EXERCISE: Transcribe, exactly and in full, every record shown below, while omitting its images.
****
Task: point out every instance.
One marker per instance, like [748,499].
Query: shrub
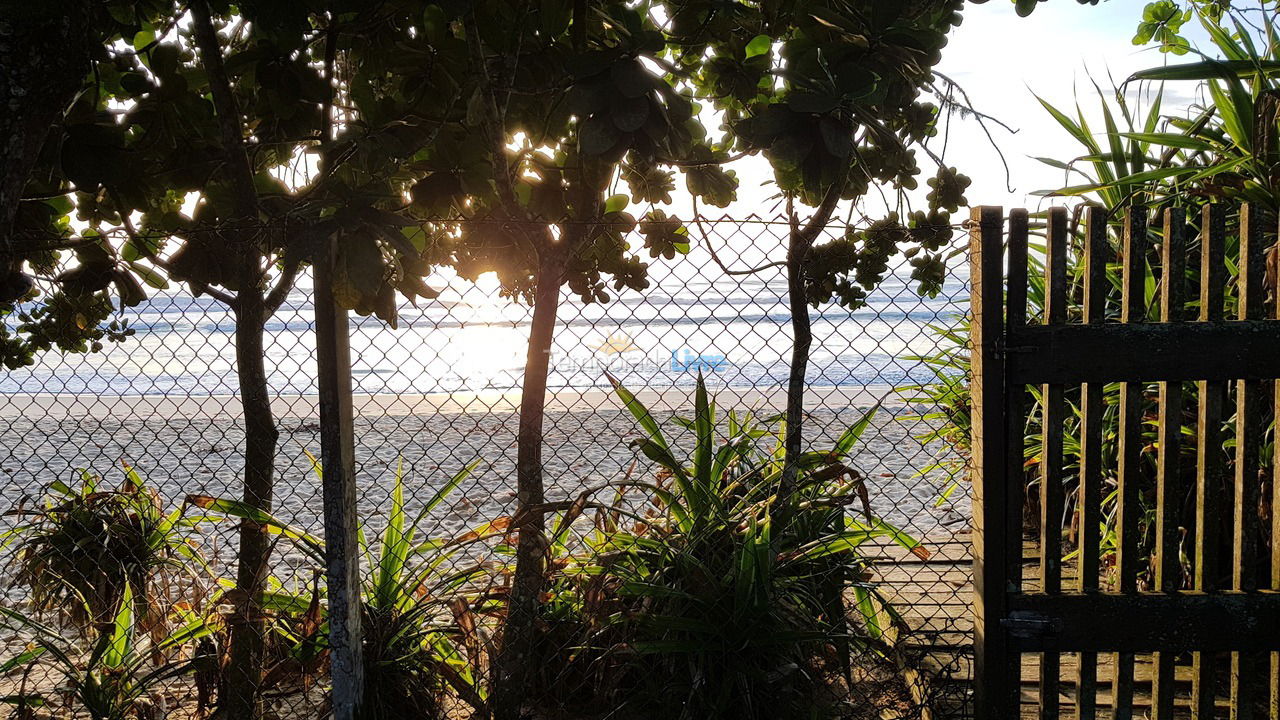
[716,597]
[83,546]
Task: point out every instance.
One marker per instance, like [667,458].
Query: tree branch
[241,174]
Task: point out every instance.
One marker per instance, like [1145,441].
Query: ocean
[734,329]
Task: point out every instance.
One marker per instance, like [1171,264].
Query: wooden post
[341,522]
[996,688]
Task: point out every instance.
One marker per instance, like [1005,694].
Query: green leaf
[616,204]
[759,45]
[150,276]
[388,589]
[849,438]
[119,643]
[1206,69]
[142,39]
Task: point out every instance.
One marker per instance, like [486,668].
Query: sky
[1001,60]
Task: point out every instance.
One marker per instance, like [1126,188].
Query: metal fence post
[338,463]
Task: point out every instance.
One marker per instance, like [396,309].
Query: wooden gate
[1161,596]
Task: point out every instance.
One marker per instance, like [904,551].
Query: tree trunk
[798,255]
[248,628]
[44,60]
[517,638]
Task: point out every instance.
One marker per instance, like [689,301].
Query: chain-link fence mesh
[435,400]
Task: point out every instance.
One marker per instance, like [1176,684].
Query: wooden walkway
[935,598]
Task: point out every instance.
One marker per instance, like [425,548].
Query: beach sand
[193,446]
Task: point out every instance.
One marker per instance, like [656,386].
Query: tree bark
[248,627]
[801,331]
[799,244]
[517,642]
[44,60]
[243,677]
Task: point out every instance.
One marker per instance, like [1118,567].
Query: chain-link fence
[435,404]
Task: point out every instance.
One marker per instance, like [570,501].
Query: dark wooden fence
[1144,619]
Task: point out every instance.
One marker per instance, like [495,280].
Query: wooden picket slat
[1015,406]
[1052,418]
[1168,488]
[996,689]
[1248,446]
[1129,473]
[1096,251]
[1274,671]
[1065,614]
[1208,443]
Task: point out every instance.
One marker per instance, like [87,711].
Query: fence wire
[117,464]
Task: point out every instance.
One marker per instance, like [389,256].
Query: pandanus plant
[714,595]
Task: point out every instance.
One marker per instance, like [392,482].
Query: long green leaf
[1206,69]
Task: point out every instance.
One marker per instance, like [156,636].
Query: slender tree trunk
[517,642]
[44,59]
[248,628]
[801,331]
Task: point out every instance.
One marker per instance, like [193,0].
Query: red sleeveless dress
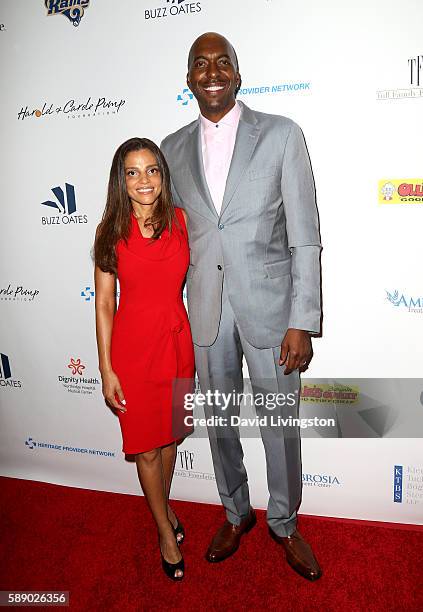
[151,339]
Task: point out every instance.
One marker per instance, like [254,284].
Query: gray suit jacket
[265,243]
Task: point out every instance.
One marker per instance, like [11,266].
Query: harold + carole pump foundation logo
[6,378]
[173,8]
[64,204]
[73,109]
[401,191]
[72,9]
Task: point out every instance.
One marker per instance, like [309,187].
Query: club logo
[72,9]
[401,191]
[6,379]
[65,205]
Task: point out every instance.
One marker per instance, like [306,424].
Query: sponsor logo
[412,304]
[76,381]
[87,294]
[415,79]
[6,379]
[32,444]
[185,467]
[173,8]
[401,191]
[65,205]
[324,393]
[72,9]
[398,484]
[408,484]
[185,97]
[73,109]
[320,480]
[276,88]
[18,293]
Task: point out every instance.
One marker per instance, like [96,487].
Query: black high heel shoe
[179,532]
[170,569]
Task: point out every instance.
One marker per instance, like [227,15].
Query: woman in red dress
[145,346]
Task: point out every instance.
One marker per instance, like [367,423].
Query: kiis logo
[65,205]
[401,191]
[178,7]
[72,9]
[6,379]
[410,303]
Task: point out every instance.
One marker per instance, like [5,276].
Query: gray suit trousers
[219,367]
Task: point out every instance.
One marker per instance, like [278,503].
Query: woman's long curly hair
[115,224]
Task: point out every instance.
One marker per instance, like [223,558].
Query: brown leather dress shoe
[227,539]
[299,555]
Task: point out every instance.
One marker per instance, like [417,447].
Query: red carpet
[103,549]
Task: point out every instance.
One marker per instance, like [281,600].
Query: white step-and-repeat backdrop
[80,77]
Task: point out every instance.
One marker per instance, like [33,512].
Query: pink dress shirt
[218,142]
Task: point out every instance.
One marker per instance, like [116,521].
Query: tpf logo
[72,9]
[416,70]
[398,484]
[65,205]
[5,371]
[186,460]
[185,97]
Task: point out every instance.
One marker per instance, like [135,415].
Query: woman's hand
[111,388]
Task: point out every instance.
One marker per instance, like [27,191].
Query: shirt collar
[231,119]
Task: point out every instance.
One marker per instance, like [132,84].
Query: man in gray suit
[245,181]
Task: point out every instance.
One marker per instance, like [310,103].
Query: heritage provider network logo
[401,191]
[173,8]
[72,9]
[65,204]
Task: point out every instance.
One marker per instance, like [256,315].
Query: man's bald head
[212,36]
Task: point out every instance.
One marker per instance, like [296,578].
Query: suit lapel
[245,143]
[195,157]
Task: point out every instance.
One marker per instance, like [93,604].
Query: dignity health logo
[173,8]
[401,191]
[402,300]
[72,9]
[65,204]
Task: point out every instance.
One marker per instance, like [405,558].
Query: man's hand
[296,351]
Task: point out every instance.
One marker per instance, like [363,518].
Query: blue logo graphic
[185,97]
[72,9]
[413,304]
[30,443]
[65,205]
[88,293]
[398,484]
[5,371]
****
EXERCISE ANSWER:
Task: point out every instance.
One marker per instance, like [748,499].
Query: shrub
[716,597]
[83,546]
Task: point out every instance.
One marker per instance, like [667,458].
Query: tree branch
[241,174]
Task: point out every instance.
One marker per instance, like [1145,441].
Query: ocean
[734,329]
Task: point out every instance.
One marker per instance, like [1171,264].
Query: wooden post
[341,522]
[996,688]
Task: point out every instance.
One marker per instance, like [1005,694].
Query: green leaf
[616,204]
[759,45]
[150,276]
[388,589]
[849,438]
[119,643]
[1206,69]
[142,39]
Task: point out every instance.
One marker per instance, like [486,668].
Query: sky
[1001,60]
Task: point out every instance.
One marker per instance, like [1126,188].
Query: metal fence post
[338,463]
Task: point out every instance.
One marker per instance, like [396,309].
Query: wooden gate
[1161,596]
Task: point out every instance.
One marker per instance, like [904,551].
Query: tree trunk
[798,255]
[248,628]
[44,60]
[517,638]
Task: point out every instance.
One marker per instance, like [689,301].
Query: chain-link fence mesh
[435,400]
Task: point out every instance.
One marker per instance, like [1176,684].
Query: wooden walkway
[935,598]
Task: point out every instance.
One marker per instance, like [425,548].
Query: beach sand
[193,446]
Task: point out every instance.
One marker per instance, like [656,386].
Query: tree bark
[248,627]
[801,331]
[799,244]
[517,642]
[44,60]
[243,677]
Task: point out every instance.
One marker per instance, like [1118,567].
Query: chain-link fence
[435,404]
Task: point out every instance.
One marker per instance, like [570,501].
Query: dark wooden fence
[1144,619]
Task: point out every instance.
One marker per instance, like [495,280].
Query: wooden picket slat
[1015,406]
[1052,418]
[1168,488]
[996,689]
[1248,446]
[1129,473]
[1096,251]
[1274,671]
[1065,614]
[1208,443]
Task: point out every instance.
One marker per instance, like [87,711].
Query: fence wire
[117,464]
Task: point out every instance.
One marker per instance, like [389,256].
Query: pandanus plant
[714,595]
Task: point out every instance.
One marker per instance, like [392,482].
Query: long green leaf
[1206,69]
Task: point out every instance.
One marker per instance, like [156,636].
Query: slender tree trunk
[517,642]
[44,59]
[248,628]
[801,331]
Task: point out every instance.
One marker per instance, like [193,0].
Query: red sleeveless dress
[151,339]
Task: point out every instance.
One marker per instance, like [254,284].
Query: gray suit jacket
[265,243]
Task: point out every instance.
One marker per instance, like [11,266].
Query: harold + carole pump foundation logo
[6,378]
[173,8]
[64,204]
[73,109]
[401,191]
[72,9]
Task: point out every instance.
One marker per instance, like [309,187].
Query: club logo
[72,9]
[401,191]
[6,379]
[65,205]
Task: point out every instance.
One marker per instance, like [306,424].
Query: sponsor logo
[412,304]
[76,381]
[87,294]
[415,79]
[6,379]
[32,444]
[185,467]
[173,8]
[401,191]
[65,205]
[324,393]
[72,9]
[398,484]
[408,484]
[185,97]
[73,109]
[320,480]
[276,88]
[18,293]
Task: point out every instance.
One marker per instance, like [96,487].
Query: black high heel shoe
[179,532]
[170,569]
Task: point out every instance.
One marker per instance, like [227,15].
Query: woman in red dress
[145,346]
Task: point out every instance.
One marker per instance, like [367,423].
Query: kiis logo
[65,205]
[401,191]
[178,7]
[72,9]
[6,379]
[410,303]
Task: point out every instance.
One marker per instance, like [5,276].
Query: gray suit trousers
[219,367]
Task: point out every instance.
One marker per instance, like [278,503].
Query: woman's long curly hair
[115,224]
Task: point out every instance.
One marker per instance, like [223,558].
Query: brown leather dress shoe
[227,539]
[299,555]
Task: point out every instance.
One marker per instance, like [417,447].
Query: red carpet
[103,549]
Task: point out every instance.
One marker per instance, like [281,600].
Query: white step-and-repeat backdrop
[80,77]
Task: point out every instance.
One marker per instance, like [33,512].
Query: pink dress shirt
[218,142]
Task: point out every instance.
One marker per instance, like [116,521].
Query: tpf logo
[72,9]
[416,70]
[398,484]
[65,205]
[5,371]
[186,460]
[185,97]
Task: point out every instance.
One marker per instance, like [135,415].
Query: woman's hand
[111,388]
Task: point out every instance.
One marker per instance, like [27,191].
Query: shirt collar
[231,119]
Task: point out every instance.
One marker per instance, like [132,84].
Query: man in gray suit
[245,181]
Task: point out every instance.
One marker per instance, like [310,103].
Query: heritage provider network logo
[401,191]
[173,8]
[72,9]
[65,204]
Task: point out every instance.
One marker per instance, like [256,315].
Query: man's bald head
[212,36]
Task: point out every instance.
One marker per instance, like [296,578].
Query: suit lapel
[245,143]
[195,157]
Task: point out every instance.
One marker per instance, like [93,604].
Query: dignity health logo
[173,8]
[401,191]
[402,300]
[72,9]
[65,204]
Task: point out every instance.
One marker per instance, like [405,558].
Query: man's hand
[296,351]
Task: point out every instance.
One marker per instance, like [363,518].
Query: blue logo graphic
[185,97]
[72,9]
[413,304]
[30,443]
[65,205]
[88,293]
[398,484]
[5,371]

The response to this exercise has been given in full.